(Records)
☆ ☆ ☆

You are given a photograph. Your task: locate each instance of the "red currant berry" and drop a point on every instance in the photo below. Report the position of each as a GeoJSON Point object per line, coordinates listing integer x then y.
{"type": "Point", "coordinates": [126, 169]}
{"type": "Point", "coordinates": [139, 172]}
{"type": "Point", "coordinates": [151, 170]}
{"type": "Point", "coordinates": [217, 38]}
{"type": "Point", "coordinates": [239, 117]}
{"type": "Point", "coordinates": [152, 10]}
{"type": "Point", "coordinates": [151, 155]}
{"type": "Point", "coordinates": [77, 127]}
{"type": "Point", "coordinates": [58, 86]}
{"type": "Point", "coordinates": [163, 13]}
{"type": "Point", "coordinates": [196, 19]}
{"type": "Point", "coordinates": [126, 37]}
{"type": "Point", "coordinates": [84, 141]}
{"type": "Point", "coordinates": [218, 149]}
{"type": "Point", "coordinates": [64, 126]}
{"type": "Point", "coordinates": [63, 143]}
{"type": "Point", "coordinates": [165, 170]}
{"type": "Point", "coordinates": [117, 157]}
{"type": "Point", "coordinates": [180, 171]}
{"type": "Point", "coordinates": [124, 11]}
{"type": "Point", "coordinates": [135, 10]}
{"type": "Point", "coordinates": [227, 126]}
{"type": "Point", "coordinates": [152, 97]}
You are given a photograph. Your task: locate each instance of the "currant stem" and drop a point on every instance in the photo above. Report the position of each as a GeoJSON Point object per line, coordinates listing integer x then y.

☆ ☆ ☆

__WHAT IS NEEDED__:
Copy each record from above without leaving any out.

__WORKED ANSWER__:
You are given a photograph. Your task: locate each instance of the "red currant berry" and drop a point on every instance in the photo below. Report the position of each as a GeoJSON Point object per line, coordinates listing integer x then y.
{"type": "Point", "coordinates": [126, 169]}
{"type": "Point", "coordinates": [139, 172]}
{"type": "Point", "coordinates": [151, 170]}
{"type": "Point", "coordinates": [217, 38]}
{"type": "Point", "coordinates": [239, 117]}
{"type": "Point", "coordinates": [152, 10]}
{"type": "Point", "coordinates": [151, 155]}
{"type": "Point", "coordinates": [77, 127]}
{"type": "Point", "coordinates": [58, 86]}
{"type": "Point", "coordinates": [163, 13]}
{"type": "Point", "coordinates": [196, 19]}
{"type": "Point", "coordinates": [126, 37]}
{"type": "Point", "coordinates": [84, 141]}
{"type": "Point", "coordinates": [218, 149]}
{"type": "Point", "coordinates": [64, 126]}
{"type": "Point", "coordinates": [63, 143]}
{"type": "Point", "coordinates": [165, 170]}
{"type": "Point", "coordinates": [117, 157]}
{"type": "Point", "coordinates": [180, 171]}
{"type": "Point", "coordinates": [124, 11]}
{"type": "Point", "coordinates": [135, 10]}
{"type": "Point", "coordinates": [227, 126]}
{"type": "Point", "coordinates": [152, 97]}
You are given a photograph. Your task: locate each instance of the "currant stem" and drop a point on every instance in the photo above. Report the position of each as a GeoJSON Point object per line, coordinates listing integer x then y.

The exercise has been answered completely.